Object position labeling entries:
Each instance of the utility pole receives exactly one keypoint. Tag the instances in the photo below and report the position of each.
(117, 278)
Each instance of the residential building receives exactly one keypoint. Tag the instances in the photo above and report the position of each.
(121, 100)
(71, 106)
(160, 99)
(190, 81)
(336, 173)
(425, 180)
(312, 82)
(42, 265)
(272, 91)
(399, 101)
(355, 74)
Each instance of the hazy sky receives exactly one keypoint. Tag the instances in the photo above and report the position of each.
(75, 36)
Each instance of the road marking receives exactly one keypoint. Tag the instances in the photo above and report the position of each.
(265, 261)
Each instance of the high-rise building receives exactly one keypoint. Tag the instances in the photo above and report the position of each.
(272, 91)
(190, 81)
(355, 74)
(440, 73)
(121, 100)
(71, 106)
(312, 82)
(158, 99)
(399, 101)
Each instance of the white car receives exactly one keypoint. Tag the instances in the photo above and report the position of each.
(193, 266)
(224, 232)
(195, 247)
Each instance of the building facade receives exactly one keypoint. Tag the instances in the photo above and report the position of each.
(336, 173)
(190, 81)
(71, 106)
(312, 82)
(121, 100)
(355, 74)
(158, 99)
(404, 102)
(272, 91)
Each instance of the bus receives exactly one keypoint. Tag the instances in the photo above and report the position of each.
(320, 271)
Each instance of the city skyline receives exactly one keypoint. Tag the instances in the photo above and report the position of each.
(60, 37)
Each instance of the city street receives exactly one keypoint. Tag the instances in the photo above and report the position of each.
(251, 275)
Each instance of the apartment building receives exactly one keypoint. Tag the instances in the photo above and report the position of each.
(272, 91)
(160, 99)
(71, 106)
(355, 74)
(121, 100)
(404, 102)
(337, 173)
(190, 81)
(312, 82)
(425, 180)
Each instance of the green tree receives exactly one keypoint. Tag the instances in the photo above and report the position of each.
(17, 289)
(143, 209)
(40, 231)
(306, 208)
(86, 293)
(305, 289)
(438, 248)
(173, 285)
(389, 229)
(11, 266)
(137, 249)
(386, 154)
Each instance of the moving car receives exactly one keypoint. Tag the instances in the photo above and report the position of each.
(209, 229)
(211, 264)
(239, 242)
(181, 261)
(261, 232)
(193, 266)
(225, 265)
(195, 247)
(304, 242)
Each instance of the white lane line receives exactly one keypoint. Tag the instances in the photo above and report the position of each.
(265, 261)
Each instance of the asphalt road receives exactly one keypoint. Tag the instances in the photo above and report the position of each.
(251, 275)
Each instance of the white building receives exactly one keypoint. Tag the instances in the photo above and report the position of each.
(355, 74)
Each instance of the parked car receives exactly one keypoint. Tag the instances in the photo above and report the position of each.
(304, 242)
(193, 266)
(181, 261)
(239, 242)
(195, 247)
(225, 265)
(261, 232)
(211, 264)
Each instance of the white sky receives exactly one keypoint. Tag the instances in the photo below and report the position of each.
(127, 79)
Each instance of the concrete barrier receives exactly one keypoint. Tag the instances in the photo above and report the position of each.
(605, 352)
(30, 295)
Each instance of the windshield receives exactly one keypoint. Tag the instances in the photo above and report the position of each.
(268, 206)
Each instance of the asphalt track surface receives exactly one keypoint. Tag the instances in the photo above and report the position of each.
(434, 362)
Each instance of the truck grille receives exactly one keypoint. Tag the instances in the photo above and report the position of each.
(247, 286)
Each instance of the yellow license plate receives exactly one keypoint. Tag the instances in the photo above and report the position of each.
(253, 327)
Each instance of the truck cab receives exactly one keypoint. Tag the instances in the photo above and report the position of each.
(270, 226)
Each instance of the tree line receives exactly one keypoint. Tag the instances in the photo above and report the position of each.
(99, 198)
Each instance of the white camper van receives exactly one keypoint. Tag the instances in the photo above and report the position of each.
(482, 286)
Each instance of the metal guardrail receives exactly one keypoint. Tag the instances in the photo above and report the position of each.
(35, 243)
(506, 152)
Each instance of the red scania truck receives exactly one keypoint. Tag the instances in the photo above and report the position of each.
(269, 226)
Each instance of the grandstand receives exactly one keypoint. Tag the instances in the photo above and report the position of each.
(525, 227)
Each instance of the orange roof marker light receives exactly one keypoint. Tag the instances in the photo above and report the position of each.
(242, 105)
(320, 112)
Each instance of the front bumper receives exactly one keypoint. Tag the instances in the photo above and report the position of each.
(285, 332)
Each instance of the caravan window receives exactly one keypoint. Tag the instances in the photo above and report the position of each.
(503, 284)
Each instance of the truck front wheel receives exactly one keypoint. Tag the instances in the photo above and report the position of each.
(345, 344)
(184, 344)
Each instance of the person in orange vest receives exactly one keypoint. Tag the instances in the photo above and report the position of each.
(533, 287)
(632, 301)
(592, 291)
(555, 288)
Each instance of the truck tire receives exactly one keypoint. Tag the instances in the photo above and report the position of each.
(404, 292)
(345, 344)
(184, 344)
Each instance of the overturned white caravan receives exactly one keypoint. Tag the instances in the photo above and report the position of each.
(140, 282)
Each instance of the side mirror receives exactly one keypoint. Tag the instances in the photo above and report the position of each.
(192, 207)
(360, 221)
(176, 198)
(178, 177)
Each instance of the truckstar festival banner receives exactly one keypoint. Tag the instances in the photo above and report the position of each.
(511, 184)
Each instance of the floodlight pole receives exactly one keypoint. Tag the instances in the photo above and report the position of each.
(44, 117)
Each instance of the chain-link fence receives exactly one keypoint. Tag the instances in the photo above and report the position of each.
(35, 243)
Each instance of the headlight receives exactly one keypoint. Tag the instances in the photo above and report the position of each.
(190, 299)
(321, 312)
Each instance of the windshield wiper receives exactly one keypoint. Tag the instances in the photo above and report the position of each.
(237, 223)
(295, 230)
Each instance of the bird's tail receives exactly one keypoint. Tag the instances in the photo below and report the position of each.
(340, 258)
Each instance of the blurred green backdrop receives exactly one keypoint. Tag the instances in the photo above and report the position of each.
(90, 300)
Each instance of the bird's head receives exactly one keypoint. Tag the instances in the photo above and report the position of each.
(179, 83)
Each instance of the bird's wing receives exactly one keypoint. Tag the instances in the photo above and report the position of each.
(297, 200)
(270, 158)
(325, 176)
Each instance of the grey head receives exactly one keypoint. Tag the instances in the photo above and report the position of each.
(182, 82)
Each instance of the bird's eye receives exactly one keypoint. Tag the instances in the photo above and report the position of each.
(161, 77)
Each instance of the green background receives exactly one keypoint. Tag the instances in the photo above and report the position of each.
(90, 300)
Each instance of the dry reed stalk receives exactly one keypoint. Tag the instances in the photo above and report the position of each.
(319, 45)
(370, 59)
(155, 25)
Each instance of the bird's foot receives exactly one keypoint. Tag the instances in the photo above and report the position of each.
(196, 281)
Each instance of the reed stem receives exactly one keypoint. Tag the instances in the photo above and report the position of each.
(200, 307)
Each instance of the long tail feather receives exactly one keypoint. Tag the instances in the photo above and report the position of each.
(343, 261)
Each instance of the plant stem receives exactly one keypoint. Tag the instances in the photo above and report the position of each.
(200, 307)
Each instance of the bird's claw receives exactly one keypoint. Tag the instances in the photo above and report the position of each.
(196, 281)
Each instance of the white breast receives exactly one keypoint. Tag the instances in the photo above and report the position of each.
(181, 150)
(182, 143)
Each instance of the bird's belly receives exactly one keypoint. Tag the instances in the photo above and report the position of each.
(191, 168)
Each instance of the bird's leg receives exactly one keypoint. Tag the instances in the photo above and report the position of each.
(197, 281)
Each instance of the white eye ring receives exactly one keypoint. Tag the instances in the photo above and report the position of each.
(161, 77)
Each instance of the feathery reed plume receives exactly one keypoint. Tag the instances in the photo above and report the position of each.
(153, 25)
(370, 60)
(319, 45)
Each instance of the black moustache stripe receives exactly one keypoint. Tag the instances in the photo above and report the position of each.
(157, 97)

TASK DESCRIPTION: Give all the entries again exactly; leave none out.

COMPLETE RESPONSE:
Each instance of the utility pole receives exactly one keypoint. Tag the instances in the photo below and report the position of each.
(117, 278)
Each instance of the residential building receives exactly one keypoint. Tag the instances in the photo above and report the position of each.
(121, 100)
(71, 106)
(160, 99)
(190, 81)
(336, 173)
(425, 180)
(312, 82)
(42, 265)
(272, 91)
(399, 101)
(355, 74)
Each instance of the hazy sky receives exactly one keypoint. Tag the instances in the photo above and report the position of each.
(75, 36)
Each instance of the road marking receives exactly one keypoint. Tag the instances in the photo above and report the position of each.
(265, 261)
Each instance of the high-rise building receives exactly one keypoint. Tag the instances in the photo above and report the position of each.
(272, 91)
(190, 81)
(355, 74)
(440, 73)
(121, 100)
(71, 106)
(312, 82)
(158, 99)
(399, 101)
Each instance of the white car receives exactly one keypoint. Tag the instances in the photo above and report the position of each.
(193, 266)
(224, 232)
(195, 247)
Each instance of the building facade receives exactly one keypoint. Tag the instances in the photo above and report the position of each.
(336, 173)
(190, 81)
(71, 106)
(312, 82)
(121, 100)
(355, 74)
(158, 99)
(404, 102)
(272, 91)
Each instance of the bus receives exactly one keypoint. Tag the instances in the photo above and report the position of each.
(320, 271)
Each instance of the city skyline receives exactly one keypoint. Tag the instances in the photo above and report the position of each.
(60, 37)
Each instance of the city street receives exactly one keypoint. Tag the instances in the photo above and report the position of each.
(251, 275)
Each instance of the apartment building receives exactly one keypoint. Tag the instances in the photo above and report the position of each.
(272, 91)
(160, 99)
(71, 106)
(355, 74)
(121, 100)
(404, 102)
(337, 173)
(190, 81)
(312, 82)
(425, 180)
Each instance of the green tree receives exactly one keypoint. Tag the instances in the photo above and report the position of each.
(17, 289)
(143, 209)
(40, 231)
(306, 208)
(86, 293)
(305, 289)
(438, 248)
(173, 285)
(389, 229)
(11, 266)
(137, 249)
(386, 154)
Each instance of the moving car receives exactly one keypoint. Tag the instances in the photo above and report the position of each.
(209, 229)
(211, 264)
(239, 242)
(181, 261)
(261, 232)
(193, 266)
(225, 265)
(195, 247)
(304, 242)
Each instance of the white lane line receives exactly one keypoint. Tag the instances in the photo above and report the position of each.
(265, 261)
Each instance of the asphalt road receives exactly one keypoint. Tag the instances in the photo above and report the position of each.
(251, 275)
Each instance of the white building receives exactly one keypoint. Tag the instances in the photo above and report the position of each.
(355, 74)
Each instance of the parked car receives exactly one keypoint. Tag the instances in the photo above and report the position of each.
(304, 242)
(193, 266)
(181, 261)
(239, 242)
(195, 247)
(225, 265)
(261, 232)
(211, 264)
Each instance of the white sky receives exactly one keypoint. Tag the instances in the photo below and report the position of each.
(127, 79)
Each instance of the concrete barrier receives exactly one keypoint. Tag the instances in the photo above and report the position of each.
(605, 352)
(30, 295)
Each instance of the windshield receives exactly one keypoint. Tag the instances in the photo above and report the position of each.
(268, 206)
Each instance of the asphalt track surface receives exactly one keypoint. Tag the instances in the photo above and report the position of each.
(434, 362)
Each instance of the truck grille receives exactly one keypoint. Tag the instances in the photo above and report the position of each.
(247, 286)
Each instance of the yellow license plate receives exactly one keypoint. Tag the instances in the photo above and report the position of each.
(253, 327)
Each instance of the truck cab receives exactly one keypoint. Tag the instances in the photo above and report the position of each.
(270, 226)
Each instance of the tree line receives exactly one keypoint. Tag the instances in the photo above and report the position of each.
(99, 198)
Each instance of the white camper van receives exactly one keypoint. Tag the instances in the photo above and report the position of each.
(482, 286)
Each instance of the metal guardrail receives exactly one keypoint. Tag the instances in the photo above and report the position of each.
(35, 243)
(506, 152)
Each instance of the red scania truck receives exactly one keypoint. Tag the instances in the photo above and report the position of each.
(269, 226)
Each instance of the grandstand receives exactly one keypoint. Tag the instances in the photo above and report the position of each.
(525, 227)
Each instance of the orange roof marker light receives exactly one keypoint. Tag the instances in the photo above and report the position of each.
(242, 105)
(320, 112)
Each instance of the front bumper receives exactly one keypoint. Tag the instances in the photo above and report the position of each.
(285, 332)
Each instance of the caravan window receives exactly one keypoint. Tag the instances in the photo above and report the position of each.
(503, 284)
Each instance of the truck front wheel receives exactly one keypoint. Tag the instances in the photo above and report the position of each.
(345, 344)
(184, 344)
Each instance of the person in orange vest receives exactly one keypoint. Tag the instances in the photo above and report the position of each.
(533, 287)
(632, 301)
(592, 291)
(555, 288)
Each instance of the truck tire receives exactly one keypoint. Tag the instances in the photo above and report the position of each.
(404, 292)
(345, 344)
(184, 344)
Each instance of the overturned white caravan receives exactly one keypoint. Tag the instances in the photo above and report the position of each.
(140, 282)
Each instance of the side mirror receives exactly one keypoint. Tag the instances in the photo above and report the position of each.
(192, 207)
(360, 221)
(176, 198)
(178, 177)
Each instance of the truckstar festival banner receives exactly one keypoint. Tag the instances in the photo above and report the position of each.
(511, 184)
Each instance of the floodlight pole receives exactly one keypoint. Tag the instances in the photo above and report the position of each.
(44, 117)
Each instance of the chain-link fence receives exactly one keypoint. Tag the instances in the photo above and report the position of each.
(35, 243)
Each instance of the headlight receives exactly one keypoint. Tag the instances in the photo above and report the position of each.
(190, 299)
(321, 312)
Each instance of the windshield wiper receives exactly one keypoint. Tag the instances in the photo above and report the position of each.
(237, 223)
(295, 230)
Each instance of the bird's tail receives exactly one keypoint. Tag the instances in the photo below and report the position of each.
(340, 258)
Each instance of the blurred green backdrop receives exactly one keypoint. Tag the instances in the photo above and report the position of each.
(90, 300)
Each instance of the bird's head receives exactly one keypoint. Tag the instances in the photo above and report the position of each.
(179, 83)
Each instance of the bird's wing receives exactly one keypoint. Tag the instances in the photo above and report the position of each.
(297, 200)
(270, 158)
(325, 176)
Each instance of the grey head receives exactly one keypoint. Tag the instances in the photo above and report the position of each.
(182, 82)
Each instance of the bird's eye receives exactly one keypoint. Tag the instances in the photo above and report the position of each.
(161, 77)
Each instance of the green background receives exactly one keypoint. Tag the instances in the photo above and report the position of each.
(90, 300)
Each instance of the dry reed stalk receives exactly one keypoint. Tag the instances in the photo above and report the position of each.
(319, 45)
(370, 59)
(155, 25)
Each instance of the bird's foot receives exactly one keypoint. Tag the instances in the photo above and report the position of each.
(196, 281)
Each instance of the reed stem receives exactly one keypoint. Tag the instances in the photo above and report the position of each.
(200, 307)
Each instance of the long tail feather receives exactly one keypoint. Tag the instances in the photo above and report the position of each.
(343, 261)
Each instance of the plant stem receives exactly one keypoint. Tag the instances in the photo above and report the position of each.
(200, 307)
Each instance of the bird's claw receives exactly one keypoint. Tag the instances in the photo above and report the position of each.
(196, 281)
Each instance of the white breast receives exactly one keypoint. Tag the instances in the photo above and report the position of each.
(181, 150)
(182, 143)
Each instance of the bird's belly receives exactly one keypoint. Tag the instances in the photo above and report the position of each.
(191, 168)
Each instance of the bird's leg receives exactly one keypoint. Tag the instances in the photo above and report the position of each.
(197, 281)
Each instance of the white eye ring receives exactly one keypoint. Tag the instances in the photo above and report the position of each.
(161, 77)
Each instance of the feathery reed plume receives exactly one keypoint. Tag the instances in the photo above and report the position of each.
(153, 25)
(370, 60)
(319, 45)
Each instance of the black moustache stripe receives exactly one keypoint. Tag the instances in the photo above and report the position of each.
(157, 97)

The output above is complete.